--- Dataset excerpts ---
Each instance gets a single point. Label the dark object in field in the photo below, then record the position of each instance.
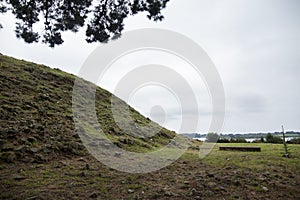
(240, 149)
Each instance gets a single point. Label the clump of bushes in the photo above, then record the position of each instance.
(232, 140)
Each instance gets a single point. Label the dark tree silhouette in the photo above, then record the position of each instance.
(105, 18)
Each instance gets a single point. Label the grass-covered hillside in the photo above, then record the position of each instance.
(42, 156)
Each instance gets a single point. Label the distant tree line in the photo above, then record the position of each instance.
(270, 138)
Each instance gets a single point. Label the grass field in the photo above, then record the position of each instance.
(220, 175)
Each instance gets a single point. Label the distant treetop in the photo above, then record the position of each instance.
(104, 17)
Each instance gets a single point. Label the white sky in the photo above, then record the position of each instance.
(254, 44)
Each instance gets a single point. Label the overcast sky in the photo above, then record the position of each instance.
(254, 44)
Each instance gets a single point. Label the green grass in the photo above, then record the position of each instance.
(270, 155)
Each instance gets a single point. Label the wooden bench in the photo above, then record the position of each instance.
(240, 149)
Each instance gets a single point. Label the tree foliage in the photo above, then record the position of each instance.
(105, 18)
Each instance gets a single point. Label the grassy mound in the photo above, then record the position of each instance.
(36, 120)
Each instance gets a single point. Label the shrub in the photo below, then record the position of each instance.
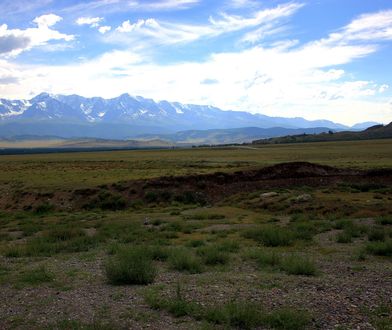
(376, 234)
(44, 208)
(229, 246)
(36, 276)
(54, 241)
(265, 258)
(151, 196)
(385, 221)
(196, 243)
(191, 197)
(380, 248)
(287, 318)
(297, 265)
(158, 252)
(344, 237)
(107, 200)
(271, 236)
(235, 314)
(178, 306)
(213, 255)
(305, 231)
(184, 261)
(131, 267)
(242, 315)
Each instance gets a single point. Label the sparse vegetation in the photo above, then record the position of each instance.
(133, 266)
(184, 260)
(271, 236)
(209, 250)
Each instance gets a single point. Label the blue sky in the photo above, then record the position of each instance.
(313, 58)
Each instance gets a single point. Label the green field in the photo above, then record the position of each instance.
(71, 170)
(302, 256)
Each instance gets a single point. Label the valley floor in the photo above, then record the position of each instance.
(128, 250)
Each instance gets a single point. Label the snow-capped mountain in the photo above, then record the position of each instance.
(129, 112)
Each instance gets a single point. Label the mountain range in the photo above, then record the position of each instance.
(373, 132)
(125, 117)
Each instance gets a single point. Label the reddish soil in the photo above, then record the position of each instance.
(209, 187)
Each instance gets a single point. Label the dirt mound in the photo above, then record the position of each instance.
(191, 189)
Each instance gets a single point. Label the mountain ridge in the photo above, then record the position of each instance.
(137, 115)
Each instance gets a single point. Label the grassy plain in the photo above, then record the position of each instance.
(300, 258)
(85, 169)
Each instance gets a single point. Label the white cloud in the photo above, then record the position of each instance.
(91, 21)
(15, 41)
(383, 88)
(158, 32)
(114, 6)
(104, 29)
(283, 79)
(366, 28)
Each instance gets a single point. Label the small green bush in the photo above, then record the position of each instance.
(213, 255)
(239, 315)
(376, 234)
(380, 248)
(297, 265)
(385, 221)
(196, 243)
(107, 200)
(131, 267)
(287, 318)
(44, 208)
(265, 258)
(344, 237)
(229, 246)
(183, 260)
(271, 236)
(36, 276)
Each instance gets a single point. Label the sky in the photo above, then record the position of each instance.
(317, 59)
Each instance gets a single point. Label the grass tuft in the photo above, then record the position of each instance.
(297, 265)
(271, 236)
(36, 276)
(183, 260)
(131, 267)
(380, 248)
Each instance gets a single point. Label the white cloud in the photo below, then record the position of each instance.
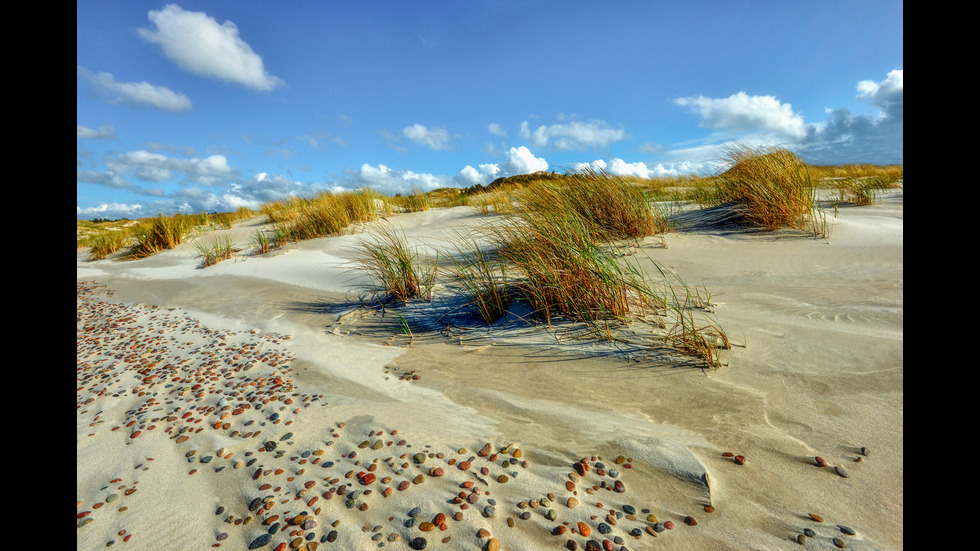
(433, 138)
(111, 211)
(135, 94)
(497, 130)
(574, 135)
(886, 95)
(744, 113)
(617, 167)
(155, 167)
(387, 180)
(103, 132)
(199, 45)
(518, 160)
(874, 138)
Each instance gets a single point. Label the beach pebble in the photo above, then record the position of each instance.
(260, 541)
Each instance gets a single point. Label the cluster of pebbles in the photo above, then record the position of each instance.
(189, 379)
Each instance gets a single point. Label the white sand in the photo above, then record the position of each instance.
(818, 371)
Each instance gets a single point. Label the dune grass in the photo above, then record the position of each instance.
(218, 249)
(157, 234)
(400, 271)
(416, 201)
(103, 244)
(772, 184)
(480, 278)
(561, 254)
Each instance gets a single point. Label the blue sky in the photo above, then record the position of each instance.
(207, 106)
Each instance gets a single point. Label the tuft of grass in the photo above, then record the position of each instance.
(324, 214)
(416, 201)
(862, 190)
(106, 243)
(612, 207)
(261, 242)
(401, 272)
(481, 279)
(157, 234)
(220, 248)
(772, 184)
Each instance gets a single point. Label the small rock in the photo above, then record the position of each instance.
(260, 541)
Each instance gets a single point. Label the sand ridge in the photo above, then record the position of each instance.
(820, 375)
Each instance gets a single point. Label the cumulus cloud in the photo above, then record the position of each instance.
(103, 132)
(744, 113)
(433, 138)
(197, 43)
(887, 95)
(518, 160)
(112, 211)
(388, 180)
(497, 130)
(155, 167)
(573, 135)
(869, 138)
(639, 169)
(134, 94)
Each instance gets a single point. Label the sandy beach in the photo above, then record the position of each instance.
(259, 404)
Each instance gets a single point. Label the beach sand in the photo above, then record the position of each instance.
(211, 400)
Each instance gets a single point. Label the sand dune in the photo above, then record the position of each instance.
(319, 391)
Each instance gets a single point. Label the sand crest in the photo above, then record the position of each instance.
(215, 404)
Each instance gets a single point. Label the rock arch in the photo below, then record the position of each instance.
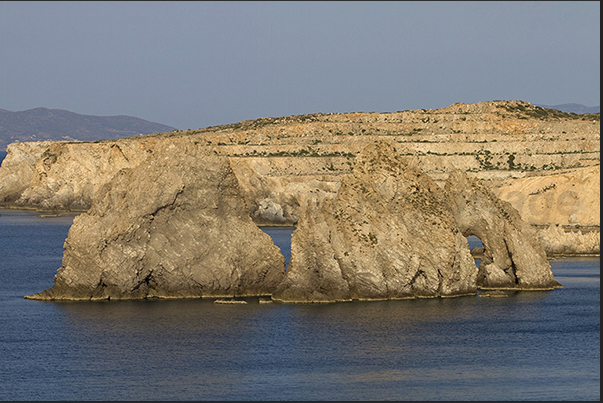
(513, 257)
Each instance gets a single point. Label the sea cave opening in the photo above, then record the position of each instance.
(476, 247)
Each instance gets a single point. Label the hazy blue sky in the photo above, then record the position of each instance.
(199, 64)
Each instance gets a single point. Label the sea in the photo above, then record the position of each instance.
(541, 345)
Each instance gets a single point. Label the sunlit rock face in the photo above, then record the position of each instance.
(513, 256)
(175, 226)
(387, 234)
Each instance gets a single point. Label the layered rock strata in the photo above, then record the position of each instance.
(278, 160)
(513, 257)
(175, 226)
(392, 233)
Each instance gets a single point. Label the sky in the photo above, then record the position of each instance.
(196, 64)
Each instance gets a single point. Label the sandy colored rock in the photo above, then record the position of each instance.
(567, 198)
(175, 226)
(513, 257)
(386, 235)
(557, 241)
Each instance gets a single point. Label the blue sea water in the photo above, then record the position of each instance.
(530, 346)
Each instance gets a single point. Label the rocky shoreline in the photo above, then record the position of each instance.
(381, 204)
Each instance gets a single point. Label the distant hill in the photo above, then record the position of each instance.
(573, 108)
(56, 124)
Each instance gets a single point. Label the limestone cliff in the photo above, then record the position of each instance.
(278, 160)
(392, 233)
(513, 257)
(174, 226)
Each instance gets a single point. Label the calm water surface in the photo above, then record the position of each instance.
(529, 346)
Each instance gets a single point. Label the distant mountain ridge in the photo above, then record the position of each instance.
(40, 124)
(573, 108)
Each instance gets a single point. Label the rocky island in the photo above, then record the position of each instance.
(382, 203)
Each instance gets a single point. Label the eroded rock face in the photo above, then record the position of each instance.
(513, 256)
(175, 226)
(387, 234)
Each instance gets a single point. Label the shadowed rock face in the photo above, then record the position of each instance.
(386, 235)
(513, 255)
(175, 226)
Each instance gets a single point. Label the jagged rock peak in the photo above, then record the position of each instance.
(175, 226)
(386, 235)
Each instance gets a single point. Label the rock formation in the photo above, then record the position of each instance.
(392, 233)
(557, 241)
(175, 226)
(513, 257)
(279, 160)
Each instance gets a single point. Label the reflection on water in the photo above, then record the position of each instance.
(529, 346)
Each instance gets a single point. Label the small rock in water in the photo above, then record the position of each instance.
(229, 301)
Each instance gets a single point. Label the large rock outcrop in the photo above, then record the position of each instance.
(568, 198)
(278, 160)
(386, 235)
(513, 257)
(175, 226)
(393, 233)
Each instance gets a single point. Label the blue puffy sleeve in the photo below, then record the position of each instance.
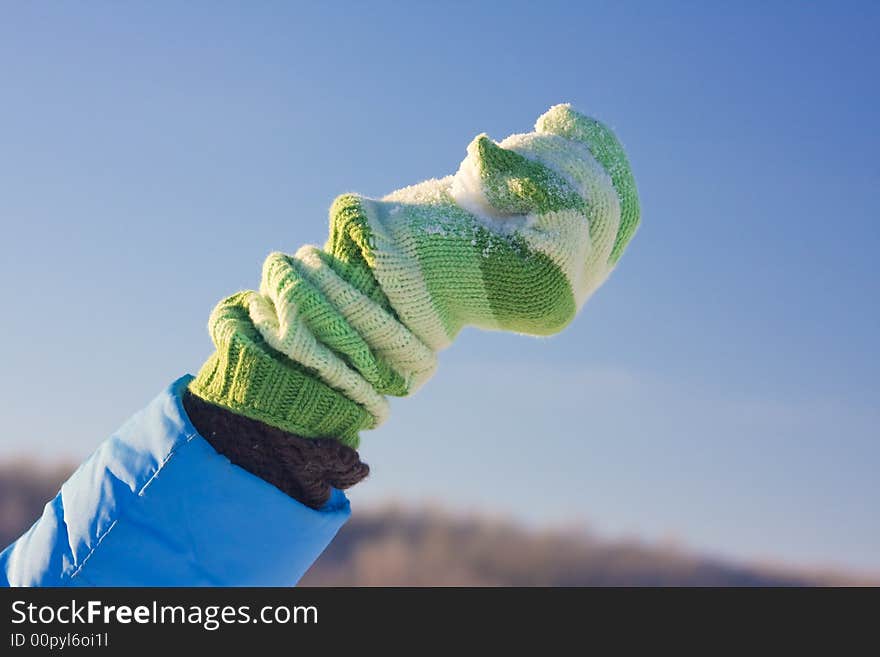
(156, 505)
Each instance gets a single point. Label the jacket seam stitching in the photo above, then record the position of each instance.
(121, 514)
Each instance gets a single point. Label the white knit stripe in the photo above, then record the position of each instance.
(397, 269)
(387, 337)
(284, 330)
(581, 246)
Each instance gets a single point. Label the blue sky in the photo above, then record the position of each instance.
(720, 390)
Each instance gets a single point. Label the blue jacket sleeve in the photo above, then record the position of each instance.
(156, 505)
---
▶ [Exercise requirements]:
The copy should begin at the line containing "Each instance gets a single point. Label the rock formation" and end at the last line of the data above; please restate those lines word for word without the pictures.

▶ [Result of the exercise]:
Each instance gets a single point. Label the rock formation in the photo above, then record the position of each instance.
(392, 233)
(557, 241)
(175, 226)
(513, 257)
(279, 160)
Each instance gets a single point. Label the reflection on water in the photo above, then record the position of each instance.
(529, 346)
Each instance gets a single point. Label the small rock in water in the photo above, then record the position of each instance.
(229, 301)
Each instance gets a single point. Label the large rock outcrop in the photo above, then record the position of each instance.
(568, 198)
(278, 160)
(386, 235)
(513, 257)
(175, 226)
(393, 233)
Each instance gets a single point. Label the blue puffy sleeve in the photo below, then record the position of each instance.
(156, 505)
Each instance gets a single point. Label the jacket seam stitching in the photo above, then record the position of each instance.
(121, 514)
Each instance gets a single point. Label the white knit stripe in the photo above, then record the position of each instance.
(397, 269)
(387, 337)
(284, 330)
(581, 246)
Each instance gets a single point. Label the blue sky in the photo above, then record the position of each instance.
(720, 390)
Each instance gets a single point. Label the blue jacket sleeve in the photo above, then record the position of each instance.
(156, 505)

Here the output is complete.